- **STATED EXERCISE**:
Can you retype all of the material below, character for character, changing nothing?

- **SUPPLIED DATA**:
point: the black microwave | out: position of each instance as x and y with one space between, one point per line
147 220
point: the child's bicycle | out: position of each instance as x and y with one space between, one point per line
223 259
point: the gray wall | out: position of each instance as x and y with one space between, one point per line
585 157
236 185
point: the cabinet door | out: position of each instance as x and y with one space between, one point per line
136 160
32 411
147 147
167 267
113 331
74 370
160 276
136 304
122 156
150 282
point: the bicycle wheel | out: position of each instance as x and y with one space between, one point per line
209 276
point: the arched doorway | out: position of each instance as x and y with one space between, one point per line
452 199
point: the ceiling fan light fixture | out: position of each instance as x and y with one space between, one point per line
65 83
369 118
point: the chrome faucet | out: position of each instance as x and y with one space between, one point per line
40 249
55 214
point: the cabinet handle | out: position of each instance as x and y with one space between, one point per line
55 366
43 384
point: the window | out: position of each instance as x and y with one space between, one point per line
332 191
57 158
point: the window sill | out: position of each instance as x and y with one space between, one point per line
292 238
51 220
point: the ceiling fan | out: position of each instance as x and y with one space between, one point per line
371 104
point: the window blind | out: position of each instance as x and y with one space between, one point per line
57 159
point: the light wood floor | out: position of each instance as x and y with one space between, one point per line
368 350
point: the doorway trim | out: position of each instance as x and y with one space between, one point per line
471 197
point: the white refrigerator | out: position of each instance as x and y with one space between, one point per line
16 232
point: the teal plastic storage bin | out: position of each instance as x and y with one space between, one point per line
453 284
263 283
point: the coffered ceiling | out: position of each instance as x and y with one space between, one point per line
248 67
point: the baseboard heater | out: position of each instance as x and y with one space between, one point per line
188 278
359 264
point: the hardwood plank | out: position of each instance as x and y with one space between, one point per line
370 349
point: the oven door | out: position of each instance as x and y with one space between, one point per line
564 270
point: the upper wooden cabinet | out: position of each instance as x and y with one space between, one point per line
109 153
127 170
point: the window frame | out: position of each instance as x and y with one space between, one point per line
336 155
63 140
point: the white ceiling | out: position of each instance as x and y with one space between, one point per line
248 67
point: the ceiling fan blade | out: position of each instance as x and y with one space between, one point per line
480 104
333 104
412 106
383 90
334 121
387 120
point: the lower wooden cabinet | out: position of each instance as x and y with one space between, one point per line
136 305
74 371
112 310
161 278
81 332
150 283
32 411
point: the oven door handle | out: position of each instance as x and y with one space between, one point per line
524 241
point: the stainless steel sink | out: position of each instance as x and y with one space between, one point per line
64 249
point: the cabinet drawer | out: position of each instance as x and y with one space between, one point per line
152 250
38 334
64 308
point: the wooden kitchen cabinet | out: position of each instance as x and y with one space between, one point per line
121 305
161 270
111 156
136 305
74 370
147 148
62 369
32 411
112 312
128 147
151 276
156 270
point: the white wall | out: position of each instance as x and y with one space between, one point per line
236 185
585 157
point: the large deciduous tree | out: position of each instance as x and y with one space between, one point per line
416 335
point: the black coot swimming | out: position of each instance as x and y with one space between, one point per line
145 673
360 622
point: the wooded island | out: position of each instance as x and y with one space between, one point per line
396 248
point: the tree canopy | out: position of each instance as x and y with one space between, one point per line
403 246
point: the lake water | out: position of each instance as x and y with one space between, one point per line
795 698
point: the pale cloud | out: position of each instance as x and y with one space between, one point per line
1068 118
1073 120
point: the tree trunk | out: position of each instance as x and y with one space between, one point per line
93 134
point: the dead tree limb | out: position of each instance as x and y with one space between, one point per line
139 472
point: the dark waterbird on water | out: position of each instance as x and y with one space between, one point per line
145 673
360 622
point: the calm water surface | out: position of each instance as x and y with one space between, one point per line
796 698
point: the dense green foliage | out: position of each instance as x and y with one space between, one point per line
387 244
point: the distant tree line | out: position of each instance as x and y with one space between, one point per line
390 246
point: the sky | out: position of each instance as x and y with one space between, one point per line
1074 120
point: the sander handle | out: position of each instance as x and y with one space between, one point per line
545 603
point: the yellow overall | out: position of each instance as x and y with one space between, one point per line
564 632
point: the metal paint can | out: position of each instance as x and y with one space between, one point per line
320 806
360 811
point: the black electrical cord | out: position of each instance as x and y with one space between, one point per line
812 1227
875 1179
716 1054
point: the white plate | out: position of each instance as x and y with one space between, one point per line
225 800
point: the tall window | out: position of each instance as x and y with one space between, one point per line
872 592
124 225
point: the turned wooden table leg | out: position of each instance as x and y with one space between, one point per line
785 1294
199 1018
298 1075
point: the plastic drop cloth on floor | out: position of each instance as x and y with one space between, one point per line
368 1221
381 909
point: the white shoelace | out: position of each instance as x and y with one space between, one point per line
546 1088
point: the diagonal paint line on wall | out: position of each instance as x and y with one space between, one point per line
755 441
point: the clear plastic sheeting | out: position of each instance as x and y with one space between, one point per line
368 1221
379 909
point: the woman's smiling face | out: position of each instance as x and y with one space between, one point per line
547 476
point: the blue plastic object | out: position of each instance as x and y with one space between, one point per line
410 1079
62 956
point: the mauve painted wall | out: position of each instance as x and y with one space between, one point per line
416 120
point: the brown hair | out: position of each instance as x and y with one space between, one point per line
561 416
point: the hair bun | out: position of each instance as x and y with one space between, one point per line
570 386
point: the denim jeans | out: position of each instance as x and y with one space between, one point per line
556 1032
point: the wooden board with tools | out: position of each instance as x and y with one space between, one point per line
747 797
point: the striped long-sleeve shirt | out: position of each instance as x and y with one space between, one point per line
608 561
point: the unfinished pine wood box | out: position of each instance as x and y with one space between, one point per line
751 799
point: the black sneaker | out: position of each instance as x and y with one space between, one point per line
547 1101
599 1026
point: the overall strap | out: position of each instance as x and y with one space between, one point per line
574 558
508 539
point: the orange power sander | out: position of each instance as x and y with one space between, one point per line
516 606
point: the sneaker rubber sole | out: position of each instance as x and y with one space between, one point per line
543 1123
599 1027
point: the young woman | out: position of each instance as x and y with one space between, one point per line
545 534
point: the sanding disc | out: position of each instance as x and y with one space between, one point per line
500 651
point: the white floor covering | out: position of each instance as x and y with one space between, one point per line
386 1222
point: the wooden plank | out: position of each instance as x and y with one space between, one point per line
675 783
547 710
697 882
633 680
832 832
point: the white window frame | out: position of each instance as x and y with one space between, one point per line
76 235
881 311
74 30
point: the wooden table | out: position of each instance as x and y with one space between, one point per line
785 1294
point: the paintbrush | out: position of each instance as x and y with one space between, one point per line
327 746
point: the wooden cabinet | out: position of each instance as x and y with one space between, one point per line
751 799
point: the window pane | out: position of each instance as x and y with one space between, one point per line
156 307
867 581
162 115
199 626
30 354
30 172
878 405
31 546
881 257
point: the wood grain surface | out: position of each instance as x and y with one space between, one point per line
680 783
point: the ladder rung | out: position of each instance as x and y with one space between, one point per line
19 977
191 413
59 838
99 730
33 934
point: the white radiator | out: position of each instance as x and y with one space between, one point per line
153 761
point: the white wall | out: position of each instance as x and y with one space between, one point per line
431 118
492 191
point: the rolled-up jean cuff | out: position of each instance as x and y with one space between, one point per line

- **REPLY**:
point: the black microwave | out: position of each instance as x and y with one space between, one point per line
147 220
point: the child's bicycle | out: position of each instance as x and y with one space between, one point per line
223 259
point: the gray wall | out: position of each instance as x and y with one space between, one point per line
585 157
236 185
point: the cabinet door | out: position of each instance as x and y with one space between, one point per line
136 160
32 411
147 147
167 267
113 331
74 370
160 276
136 304
122 156
150 282
point: the bicycle wheel | out: position of each instance as x and y with one space between, one point per line
209 276
point: the arched doorway | out: position of each instance as x and y with one space between, one point per line
452 199
point: the ceiling fan light fixture | out: position of each instance as x and y with one space between, one point per line
65 83
369 118
point: the chrome faucet | out: position of each instance as x and y with one space between, one point per line
40 249
55 214
point: the cabinet handle | out: position of each instance as x and y with one space between, one point per line
55 366
43 384
point: the window | out: position of each instance as x and y with one space between, one point per line
332 191
57 158
point: the window sill | out: position of each instance as x and y with one space between, one point per line
292 238
51 220
point: the ceiling fan | out: position of each instance as x and y with one space between, one point per line
371 104
point: the window blind | out: position of each instance as x and y with one space between, one point per line
57 159
point: the light wood floor | out: position of each instance as x and y with one space between, one point per line
368 350
point: the doorway trim | out: position of each instance as x and y with one space between, one point per line
471 197
point: the white refrigerator | out: position of each instance as x and y with one space between, one point per line
16 232
point: the teal plastic storage bin | out: position of each instance as x and y with one space between, one point per line
453 284
263 283
point: the coffered ceiling | out: position of each instance as x and y with one space between, one point per line
248 67
point: the baseboard heater | out: position of each instance as x and y with one space between, one point per line
188 278
359 264
point: the hardwood plank | out: position of each instance as x and y with one space between, one point per line
370 349
point: the oven door | out: position of each instance as x and y with one space between, one point per line
564 270
point: the upper wooden cabinet | out: position of each instance as x and y with one space between, one point per line
109 153
127 170
point: the window frame | out: position of each instance as x and y with one space between, one point per line
336 155
63 140
point: the white ceiling | out: position of each instance as x and y with one space between, one point per line
248 67
point: the ceiling fan blade | out: position of each instance as x and y with one space between, one point per line
480 104
333 104
412 106
383 90
334 121
387 120
point: the lower wooden cabinet | out: position of each instance as x and y with one space between, one point per line
136 305
74 371
112 310
161 278
81 332
150 283
32 411
point: the oven door handle | out: position of each instance as x and y with one space between, one point per line
524 241
point: the stainless steel sink | out: position of each instance as x and y with one space between, one point per line
64 249
point: the cabinet drawer | out: position of each instance as x and y with one space between, one point per line
152 250
38 334
64 308
point: the wooden kitchen cabinet | out: position of each instance as x and y with one space between, one point per line
121 305
161 270
111 156
136 305
74 370
147 148
62 369
32 411
112 312
128 147
151 276
156 270
point: the white wall | out: position of each instance as x and y with one space between, one point per line
236 185
585 157
point: the large deciduous tree | out: position of each instance as x and y with one space between, one point per line
416 335
point: the black coot swimming | out: position of each instance as x and y with one space between, one point per line
145 673
360 622
point: the wooded island | out: position of each instance as x and y with one space between, one point per line
396 248
point: the tree canopy | out: position of each instance as x and y with one space between, one point per line
403 246
point: the lake water | out: position of each instance as x and y with one space between, one point per line
795 698
point: the pale cloud | out: position of each instance as x and y with one space between, one point per line
1068 118
1073 120
point: the tree trunk | out: position of each instance as x and y with one space between, one point per line
93 134
point: the dead tree limb | out: position of each instance as x and y with one space between, one point per line
139 472
point: the dark waterbird on water | out: position of each instance as x and y with one space between, one point per line
145 673
360 622
point: the calm water surface | out: position of each instance as x and y with one space between, one point per line
796 698
point: the dense green foliage | out: position of each instance as x and y with one space between, one point per line
387 244
point: the distant tree line | out: position of each instance as x and y with one space between, one point per line
390 246
point: the sky | out: position of each instance as x and y with one space between, one point per line
1074 120
point: the sander handle | out: position of each instance as x and y with one space between, one point per line
545 603
point: the yellow overall | out: position of each instance as x and y with one space between, one point per line
564 632
point: the metal paint can | out: position of each instance as x and y with one space between, one point per line
320 806
360 811
point: the black electrical cord | out: position of each instance as x and y with one space between, one point per line
812 1227
875 1179
716 1054
point: the white plate | out: position of each instance as x and y with one space between, one point per line
225 800
point: the tall window | out: position of each instance as x and y with one space between, one point per line
872 592
124 225
point: the turned wooden table leg | out: position of each instance as x and y with one space between, one point per line
785 1294
199 1018
298 1075
point: the plastic drop cloth on floor | out: position of each instance as x and y with one space between, one point per line
368 1221
381 909
point: the white shoelace | out: position of each instance as x and y with one space between, one point per line
546 1088
point: the diagonal paint line on wall | out: position of each instance as x and y with one space between, one point per line
755 441
point: the clear plastic sheeting | out: position of each instance as x and y with one space between, one point per line
368 1221
379 909
point: the woman's smiling face | out: position of each instance as x and y with one space between, one point per line
547 476
point: the blue plastic object | out: position of each instance as x and y with one space between, one point per line
410 1079
62 956
point: the mauve painted wall | out: position of each instance as x and y with one space between, one point per line
416 120
point: the brown hair | out: position of each instance as x and y with one space between, one point per line
561 416
point: the hair bun | out: position of each instance as x and y with one space between, one point per line
570 386
point: the denim jeans | out: position of each instance as x and y with one space between, one point per line
556 1032
point: the wooden board with tools | out: position of each instance as x and y with one space between, one point per line
747 797
point: the striped long-sleeve shirt | out: position of each instance as x and y with one space between, one point per line
608 561
point: the unfinished pine wood box | out: position of each instance as x and y with one space between, one point per line
751 799
point: the black sneaker | out: position of each instance as x and y with one space between, one point per line
547 1101
599 1026
point: the overall strap | out: position of each instance as x and y with one space between, one point per line
574 558
508 539
point: the orange power sander | out: position of each instance as x and y with one space between, one point per line
516 606
point: the sneaker rubber sole | out: position of each instance as x and y with one space between, one point per line
543 1123
599 1027
point: the young woman | out: position of each instance as x and y with one space between, one point per line
545 534
point: the sanding disc | out: position of each instance as x and y with one space between, one point per line
500 651
point: the white floor covering | out: position of each instance as x and y with one space between, one point per line
386 1222
point: the wooden plank | out: position of each instance as x and y with one space between, one point per line
675 783
547 710
697 882
633 680
832 832
point: the white window frame | out: position of each instance as x and y with one space between, one point per line
76 235
881 311
74 30
point: the wooden table | out: position of each instance as x and y with one space between, one point per line
785 1294
point: the paintbrush | out: position of each instance as x and y with one space between, one point per line
327 746
point: the wooden cabinet | out: position of each instance as x and y with one space between, one point per line
751 799
point: the window pane | out: position of each instance as x and y with one space between, one point per line
156 307
867 581
162 115
199 626
30 354
30 172
878 405
31 546
881 257
point: the wood grain surface | out: position of each instance as x and y with one space between, one point per line
680 783
point: the ladder rung | out: position of each instance as x and y with one space between, one point per line
19 977
191 413
59 838
99 730
33 934
point: the white radiator | out: position of each instance as x and y with one space between, one point per line
153 761
point: the white wall | out: position of each instance as x and y with one space between, one point per line
431 118
492 191
point: the rolled-up jean cuff | out: position of each instance as x and y with one space between, one point per line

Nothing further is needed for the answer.